The Georgia decision confirms that you can't violate the constitution "just a little". You either violate the constitution or you do not. An arbitrary reduction of the jury's award, no matter how small or what the amount, is an unconstitutional encroachment on the right to trial by jury.

Illinois: In 2010, the Supreme Court of Illinois struck down the Illinois non-economic damage cap as an unconstitutional violation of separation of powers. Lebron v. Gottlieb Memorial Hospital, 930 N.E.2d 895 (Ill. 2010)... The separation of powers clause prohibits one branch of government from exercising powers belonging to another. The Court found that the cap duly encroached on the judiciary's "sphere of authority" and "impede[d] the courts int he performance of their functions." Id. at 909, 912.

Washington: In 2006, the Washington legislature enacted "tort reform" which required plaintiffs in medical malpractice cases to provide 90 days' notice of the plaintiff's intention to file a lawsuit. The Washington Supreme Court found the "tort reform" law to be an unconstitutional violation of separation of powers. Waples v. Yi, 234 P.3d 187, 195 (Wash. 2010).

West Virginia: Though West Virginia's Supreme Court upheld a $500,000 non-economic damage cap earlier this year, a powerful dissent by Judge Wilson illustrates why the Court got it wrong.

**WORK REQUEST 1**
Please reproduce the stretch of the passage on court rulings against tort reform from "Illinois: In 2010, the" through "195 (Wash. 2010).".
**WORK REQUEST 2**
In the passage on court rulings against tort reform, how much notice did Washington's 2006 law require plaintiffs in medical malpractice cases to give before filing a lawsuit?
**WORK REQUEST 3**
Continue the passage on court rulings against tort reform from where it stops.
The records have no connection to the passage on court rulings against tort reform.

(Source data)
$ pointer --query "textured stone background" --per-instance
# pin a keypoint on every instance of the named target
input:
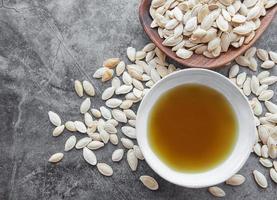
(44, 46)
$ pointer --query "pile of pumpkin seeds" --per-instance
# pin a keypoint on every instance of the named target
(130, 82)
(207, 27)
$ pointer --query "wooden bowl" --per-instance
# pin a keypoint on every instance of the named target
(195, 60)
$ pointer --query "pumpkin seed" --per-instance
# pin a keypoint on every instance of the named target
(96, 113)
(117, 155)
(69, 125)
(108, 93)
(85, 106)
(271, 107)
(273, 56)
(88, 120)
(132, 160)
(105, 112)
(120, 68)
(273, 175)
(131, 53)
(233, 72)
(119, 115)
(94, 145)
(113, 103)
(83, 142)
(78, 88)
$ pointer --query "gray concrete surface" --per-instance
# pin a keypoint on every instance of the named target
(44, 46)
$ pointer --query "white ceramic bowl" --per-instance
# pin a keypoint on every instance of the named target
(243, 112)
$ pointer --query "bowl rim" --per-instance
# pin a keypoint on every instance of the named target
(150, 162)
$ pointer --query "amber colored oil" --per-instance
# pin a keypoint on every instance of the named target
(192, 128)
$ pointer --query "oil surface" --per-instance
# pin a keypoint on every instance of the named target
(192, 128)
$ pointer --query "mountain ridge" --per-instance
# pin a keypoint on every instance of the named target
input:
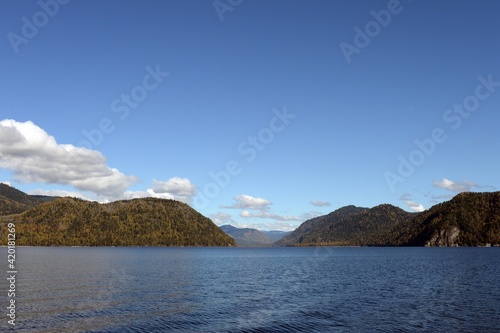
(137, 222)
(468, 219)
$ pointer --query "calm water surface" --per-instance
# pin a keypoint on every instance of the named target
(256, 290)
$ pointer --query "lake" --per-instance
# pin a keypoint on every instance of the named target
(327, 289)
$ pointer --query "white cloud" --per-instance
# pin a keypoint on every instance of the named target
(414, 206)
(268, 215)
(320, 203)
(59, 193)
(248, 202)
(35, 156)
(455, 186)
(175, 188)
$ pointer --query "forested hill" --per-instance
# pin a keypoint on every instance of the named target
(352, 226)
(469, 219)
(247, 236)
(138, 222)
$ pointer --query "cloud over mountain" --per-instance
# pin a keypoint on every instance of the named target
(244, 201)
(35, 156)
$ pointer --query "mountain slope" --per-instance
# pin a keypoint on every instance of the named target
(276, 235)
(13, 201)
(314, 230)
(140, 222)
(469, 219)
(247, 236)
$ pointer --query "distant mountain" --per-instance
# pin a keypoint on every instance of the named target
(276, 235)
(138, 222)
(349, 225)
(469, 219)
(247, 236)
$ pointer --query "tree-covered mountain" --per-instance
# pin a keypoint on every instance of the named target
(469, 219)
(247, 236)
(138, 222)
(349, 225)
(13, 201)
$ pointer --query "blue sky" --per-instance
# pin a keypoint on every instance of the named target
(257, 113)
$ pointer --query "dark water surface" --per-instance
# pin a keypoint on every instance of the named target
(256, 290)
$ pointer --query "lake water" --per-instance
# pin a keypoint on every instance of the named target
(256, 290)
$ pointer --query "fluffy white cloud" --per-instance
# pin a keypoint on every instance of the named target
(455, 186)
(175, 188)
(414, 206)
(320, 203)
(268, 215)
(248, 202)
(35, 156)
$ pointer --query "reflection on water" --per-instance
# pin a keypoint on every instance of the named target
(257, 290)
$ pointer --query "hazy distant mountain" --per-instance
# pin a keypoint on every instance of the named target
(469, 219)
(247, 236)
(349, 226)
(141, 222)
(276, 235)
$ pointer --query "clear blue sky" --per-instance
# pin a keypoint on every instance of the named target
(350, 104)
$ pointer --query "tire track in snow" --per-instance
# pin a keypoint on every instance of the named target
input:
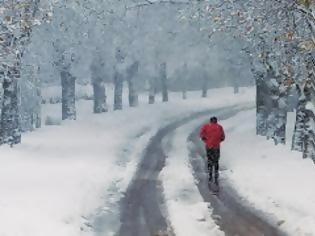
(142, 208)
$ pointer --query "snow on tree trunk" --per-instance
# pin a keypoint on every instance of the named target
(164, 84)
(261, 113)
(98, 73)
(1, 95)
(152, 90)
(236, 89)
(118, 90)
(119, 78)
(184, 94)
(280, 129)
(131, 75)
(99, 92)
(309, 137)
(299, 128)
(38, 112)
(68, 95)
(205, 87)
(10, 132)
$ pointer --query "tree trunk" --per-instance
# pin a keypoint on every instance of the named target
(99, 92)
(164, 84)
(282, 104)
(184, 94)
(309, 137)
(261, 113)
(118, 90)
(131, 73)
(299, 128)
(10, 132)
(38, 112)
(205, 87)
(68, 96)
(152, 90)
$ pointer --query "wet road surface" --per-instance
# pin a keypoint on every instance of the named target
(143, 211)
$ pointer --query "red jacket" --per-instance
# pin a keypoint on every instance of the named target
(212, 134)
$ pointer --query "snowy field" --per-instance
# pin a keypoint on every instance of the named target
(60, 176)
(273, 179)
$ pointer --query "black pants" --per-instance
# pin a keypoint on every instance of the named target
(213, 162)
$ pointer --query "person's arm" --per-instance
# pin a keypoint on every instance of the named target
(202, 133)
(222, 134)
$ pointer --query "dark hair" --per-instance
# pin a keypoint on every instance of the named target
(214, 119)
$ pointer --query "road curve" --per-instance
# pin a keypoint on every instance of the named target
(142, 207)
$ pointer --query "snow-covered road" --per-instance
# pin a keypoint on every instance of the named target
(144, 210)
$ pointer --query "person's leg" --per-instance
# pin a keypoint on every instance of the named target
(216, 165)
(210, 163)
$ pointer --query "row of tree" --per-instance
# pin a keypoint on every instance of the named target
(278, 38)
(44, 41)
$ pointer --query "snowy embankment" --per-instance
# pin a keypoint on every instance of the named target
(271, 178)
(188, 213)
(61, 175)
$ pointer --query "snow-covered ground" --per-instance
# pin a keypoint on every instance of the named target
(61, 175)
(188, 213)
(273, 179)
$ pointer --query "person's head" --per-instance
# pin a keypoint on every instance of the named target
(213, 120)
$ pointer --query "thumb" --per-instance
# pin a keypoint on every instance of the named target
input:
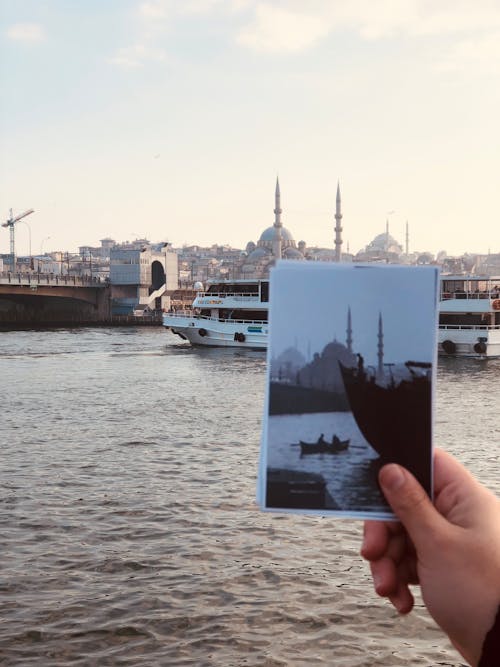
(411, 504)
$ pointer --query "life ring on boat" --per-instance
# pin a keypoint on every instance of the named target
(449, 346)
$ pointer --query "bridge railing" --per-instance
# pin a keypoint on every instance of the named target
(35, 278)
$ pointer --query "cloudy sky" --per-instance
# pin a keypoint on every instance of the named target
(170, 119)
(405, 299)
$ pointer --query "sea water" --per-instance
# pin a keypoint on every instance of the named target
(130, 535)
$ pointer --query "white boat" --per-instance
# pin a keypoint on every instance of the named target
(228, 314)
(235, 314)
(469, 316)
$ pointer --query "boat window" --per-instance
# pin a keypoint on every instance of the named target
(463, 319)
(248, 315)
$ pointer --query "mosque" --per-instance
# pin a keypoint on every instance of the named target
(277, 242)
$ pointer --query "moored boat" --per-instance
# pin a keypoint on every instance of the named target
(228, 314)
(469, 316)
(394, 416)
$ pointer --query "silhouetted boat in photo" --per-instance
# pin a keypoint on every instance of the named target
(323, 447)
(394, 416)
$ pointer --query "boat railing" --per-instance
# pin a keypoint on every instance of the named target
(207, 318)
(239, 296)
(469, 327)
(446, 296)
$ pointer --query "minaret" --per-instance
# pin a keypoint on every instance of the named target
(348, 340)
(277, 222)
(338, 227)
(380, 348)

**YOUR RESPONSE 1**
Illinois: In 2010, the Supreme Court of Illinois struck down the Illinois non-economic damage cap as an unconstitutional violation of separation of powers. Lebron v. Gottlieb Memorial Hospital, 930 N.E.2d 895 (Ill. 2010)... The separation of powers clause prohibits one branch of government from exercising powers belonging to another. The Court found that the cap duly encroached on the judiciary's "sphere of authority" and "impede[d] the courts int he performance of their functions." Id. at 909, 912.

Washington: In 2006, the Washington legislature enacted "tort reform" which required plaintiffs in medical malpractice cases to provide 90 days' notice of the plaintiff's intention to file a lawsuit. The Washington Supreme Court found the "tort reform" law to be an unconstitutional violation of separation of powers. Waples v. Yi, 234 P.3d 187, 195 (Wash. 2010).

**YOUR RESPONSE 2**
90 days' notice of their intention to file a lawsuit.

**YOUR RESPONSE 3**
"Not affecting fundamental rights? The right to a trial by a jury is the most fundamental of our constitutional rights. Query: If a person has a right to a jury trial and the jury award is completely taken away, did that person have a court open to him for an injury done to him? Did he have a remedy? Was justice administered without denial? Did he have his constitutional right to a jury trial?

The Court's degrading of the right of a jury trial in a civil case in West Virginia is in square conflict with the United States Constitution. The phrases used in the United States Constitution and the West Virginia Constitution for granting the right to a civil jury trial are almost identical. For our Supreme Court to suggest that the right to a jury trial in West Virginia is not as great as that in another state that uses the phrase 'the right to trial by jury shall remain inviolate' in its constitution makes no sense.

This case is about what has already happened to the malpractice victims in the three West Virginia cases that challenged the constitutionality of the malpractice cap. These are real people who deserved more when they pursued justice in our West Virginia courts."

Caps on damages and other hurdles effectively shut the courthouse doors for many and fundamentally restricts their constitutional right to trial. The 7th Amendment is the ultimate lynch pin for all other constitutional rights, which is why it's not just democrats and trial lawyers standing up for this fundamental freedom, but also constitutional conservatives who oppose attacks on 7th Amendment rights through tort reform.

"Tort reform" protects and rewards negligent actors and makes us all less safe. It also undermines our most important constitutional safeguard. As the Georgia Supreme Court said, "tort reform" "clearly nullifies the jury's findings of fact regarding damages and thereby undermines the jury's basic function."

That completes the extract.